◆ **Problem statement**
Beginning with the first entry, print all the records exactly.

◆ **Dataset excerpts**
______________________________

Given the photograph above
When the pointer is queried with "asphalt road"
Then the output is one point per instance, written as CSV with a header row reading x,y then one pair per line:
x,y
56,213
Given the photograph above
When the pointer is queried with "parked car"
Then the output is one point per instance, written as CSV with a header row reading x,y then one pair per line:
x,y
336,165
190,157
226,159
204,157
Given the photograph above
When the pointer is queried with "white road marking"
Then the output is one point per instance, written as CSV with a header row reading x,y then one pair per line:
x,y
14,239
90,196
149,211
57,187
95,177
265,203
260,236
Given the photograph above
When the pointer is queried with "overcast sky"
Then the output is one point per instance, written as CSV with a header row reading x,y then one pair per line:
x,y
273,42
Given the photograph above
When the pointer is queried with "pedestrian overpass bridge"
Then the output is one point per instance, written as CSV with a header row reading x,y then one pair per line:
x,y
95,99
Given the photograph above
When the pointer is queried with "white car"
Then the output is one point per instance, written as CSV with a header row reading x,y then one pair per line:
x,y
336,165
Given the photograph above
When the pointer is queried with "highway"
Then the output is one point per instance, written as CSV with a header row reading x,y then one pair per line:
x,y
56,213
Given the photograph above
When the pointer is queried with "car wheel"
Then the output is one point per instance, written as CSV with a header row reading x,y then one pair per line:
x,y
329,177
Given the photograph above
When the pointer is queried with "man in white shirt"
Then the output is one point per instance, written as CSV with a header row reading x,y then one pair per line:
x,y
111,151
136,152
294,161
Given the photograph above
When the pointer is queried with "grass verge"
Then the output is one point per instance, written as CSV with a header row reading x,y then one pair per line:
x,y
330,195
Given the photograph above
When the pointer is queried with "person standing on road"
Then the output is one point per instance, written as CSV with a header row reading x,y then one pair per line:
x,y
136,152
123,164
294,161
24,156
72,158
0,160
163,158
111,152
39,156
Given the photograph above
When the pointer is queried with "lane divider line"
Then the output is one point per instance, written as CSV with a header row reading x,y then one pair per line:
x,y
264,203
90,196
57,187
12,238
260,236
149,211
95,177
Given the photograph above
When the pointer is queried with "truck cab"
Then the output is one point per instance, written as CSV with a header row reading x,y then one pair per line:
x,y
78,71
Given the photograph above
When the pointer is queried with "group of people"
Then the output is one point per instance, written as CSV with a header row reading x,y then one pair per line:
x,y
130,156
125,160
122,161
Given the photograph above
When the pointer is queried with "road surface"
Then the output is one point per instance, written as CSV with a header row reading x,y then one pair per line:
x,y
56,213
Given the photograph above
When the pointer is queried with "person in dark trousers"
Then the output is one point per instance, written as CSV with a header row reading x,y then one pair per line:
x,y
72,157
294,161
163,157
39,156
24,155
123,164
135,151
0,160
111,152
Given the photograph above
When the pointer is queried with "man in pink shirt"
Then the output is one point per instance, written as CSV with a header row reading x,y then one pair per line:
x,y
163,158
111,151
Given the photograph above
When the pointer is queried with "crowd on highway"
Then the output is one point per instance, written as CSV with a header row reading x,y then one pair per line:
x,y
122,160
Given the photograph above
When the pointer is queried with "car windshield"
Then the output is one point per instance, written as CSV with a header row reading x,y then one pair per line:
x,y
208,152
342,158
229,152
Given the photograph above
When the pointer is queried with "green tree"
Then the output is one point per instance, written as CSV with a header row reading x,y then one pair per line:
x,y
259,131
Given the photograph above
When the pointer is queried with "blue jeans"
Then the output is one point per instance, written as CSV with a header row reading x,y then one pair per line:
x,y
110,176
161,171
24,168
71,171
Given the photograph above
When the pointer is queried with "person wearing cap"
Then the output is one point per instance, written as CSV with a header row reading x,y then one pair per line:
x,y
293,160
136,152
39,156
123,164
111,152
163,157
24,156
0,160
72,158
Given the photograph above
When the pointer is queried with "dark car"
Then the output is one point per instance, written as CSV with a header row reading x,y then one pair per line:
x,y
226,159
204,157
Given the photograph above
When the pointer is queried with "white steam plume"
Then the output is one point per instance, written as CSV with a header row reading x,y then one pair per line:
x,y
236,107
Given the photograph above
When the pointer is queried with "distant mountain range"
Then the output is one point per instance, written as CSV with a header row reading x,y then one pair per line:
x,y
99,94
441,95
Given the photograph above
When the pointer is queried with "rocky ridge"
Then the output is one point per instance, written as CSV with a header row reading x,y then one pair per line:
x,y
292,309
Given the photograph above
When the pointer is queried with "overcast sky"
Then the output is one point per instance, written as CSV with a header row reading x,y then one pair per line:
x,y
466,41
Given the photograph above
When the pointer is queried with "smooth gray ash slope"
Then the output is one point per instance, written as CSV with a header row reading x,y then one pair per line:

______________________________

◆ **Solution below**
Given the photograph above
When the pointer is queried with "asphalt road"
Then the output is one point per instance, written as CSV with a header row reading x,y then one pair per line:
x,y
56,213
Given the photograph above
When the pointer is queried with "parked car"
Then the output is one point per instance, written as CSV with a header row reading x,y then one pair per line:
x,y
336,165
190,157
226,159
204,157
Given the photograph above
When the pointer is queried with "white road marking"
Then the output is one point per instance, written as CSV with a header row reading x,y then one pair per line:
x,y
14,239
90,196
149,211
57,187
95,177
265,203
260,236
Given the photograph above
When the pointer is queried with "overcast sky"
Then the output is one point per instance, written as CSV with a header row reading x,y then one pair per line:
x,y
273,42
Given the photograph above
When the pointer is queried with "pedestrian overpass bridge"
Then the output is one point per instance, written as CSV with a header row reading x,y then one pair per line:
x,y
95,99
Given the photograph above
When the pointer is queried with "white car"
Then the output is one point per instance, written as CSV with a header row reading x,y then one pair per line:
x,y
336,165
Given the photograph above
When the pointer is queried with "highway"
Then the output is one point per instance, written as CSV with a header row reading x,y then one pair per line:
x,y
56,213
Given the photograph above
When the pointer is queried with "car wheel"
Then the output is one point per instance, written as CSV with a header row reading x,y then one pair per line:
x,y
329,177
Given the photograph above
When the pointer is queried with "man in white shirt"
Then the output is one point per instance, written as CSV with a header row reading x,y then one pair per line:
x,y
111,151
136,152
294,161
Given the photograph above
When the pointer is queried with "grass verge"
Then the output is one point per instance, written as CSV with a header row reading x,y then one pair per line:
x,y
330,195
Given the photograph above
When the pointer is queried with "person standing on road"
Then the output is one point per instance, written as CSV with a header row reading x,y then one pair per line:
x,y
136,152
123,164
294,161
24,156
72,158
0,160
163,158
111,152
39,156
Given the photograph above
When the pointer is queried with "lane divider line"
Then the output is one point per instance, written as CSV with a header row reading x,y then one pair per line:
x,y
264,203
90,196
57,187
12,238
260,236
149,211
95,177
Given the photograph above
When the pointer is queried with "truck cab"
Then the output is one point per instance, written as CSV with a header row reading x,y then one pair per line:
x,y
78,71
Given the photograph above
When the pointer is queried with "group of people"
Then the output is one point per instance, written as CSV with a header row reading x,y then one pair per line:
x,y
130,156
125,160
122,161
Given the photograph above
When the pointer is queried with "road surface"
Then the output is one point per instance, written as CSV with a header row reading x,y then one pair per line:
x,y
56,213
Given the photograph above
When the pointer is queried with "person in dark trousers"
Then the output is one point per instance, written as CSV with a header row reading x,y then one pair per line:
x,y
72,157
294,161
163,157
39,156
24,155
123,164
135,151
0,160
111,152
Given the photograph above
When the pointer is queried with "man in pink shirt"
Then the output is one point per instance, written as CSV with a header row reading x,y then one pair per line:
x,y
163,158
111,151
Given the photograph above
When the pointer is queried with "crowd on highway"
Then the output is one point per instance, written as CSV with a header row reading x,y then one pair per line:
x,y
122,160
Given the photograph above
When the pointer is queried with "car windshield"
Then the output is one point per instance, written as CSV with a header row reading x,y then one pair per line:
x,y
208,152
342,158
229,152
Given the photograph above
When the pointer is queried with "green tree"
Then the output is one point per instance, written as CSV with a header row reading x,y then one pair per line:
x,y
259,131
Given the photograph above
When the pointer is queried with "blue jeans"
Then the output is one point per instance, written as CSV with a header row reading x,y then one pair per line:
x,y
110,176
161,171
24,168
71,171
Given the photograph above
When the pointer is queried with "person wearing cap"
Then the output is one point per instance, written as CSV with a header row reading x,y then one pair per line:
x,y
293,160
136,152
39,156
123,164
111,152
163,157
24,156
0,160
72,158
Given the photograph above
When the pointer is queried with "dark car"
Then the output is one point per instance, written as CSV with a header row reading x,y then one pair per line:
x,y
226,159
204,157
Given the photograph above
When the pointer is queried with "white steam plume"
Then the output is one point per instance, written as CSV with a header row reading x,y then one pair per line:
x,y
236,107
Given the photograph above
When the pointer is queried with "distant mountain range"
Then the output is one point per instance, written as CSV with a header row reading x,y then one pair per line:
x,y
99,94
441,95
Given the photograph above
When the pointer is queried with "rocky ridge"
Then the output is one point per instance, written as CSV with a header row reading x,y then one pair per line:
x,y
292,309
Given the photograph above
When the pointer is queried with "overcast sky"
Then the output is one point per instance, written as CSV with a header row reading x,y then one pair per line:
x,y
466,41
Given the photograph above
When the pointer is queried with "smooth gray ash slope"
Then the output is one point per instance, written as CSV with a header row reading x,y then one pair per line:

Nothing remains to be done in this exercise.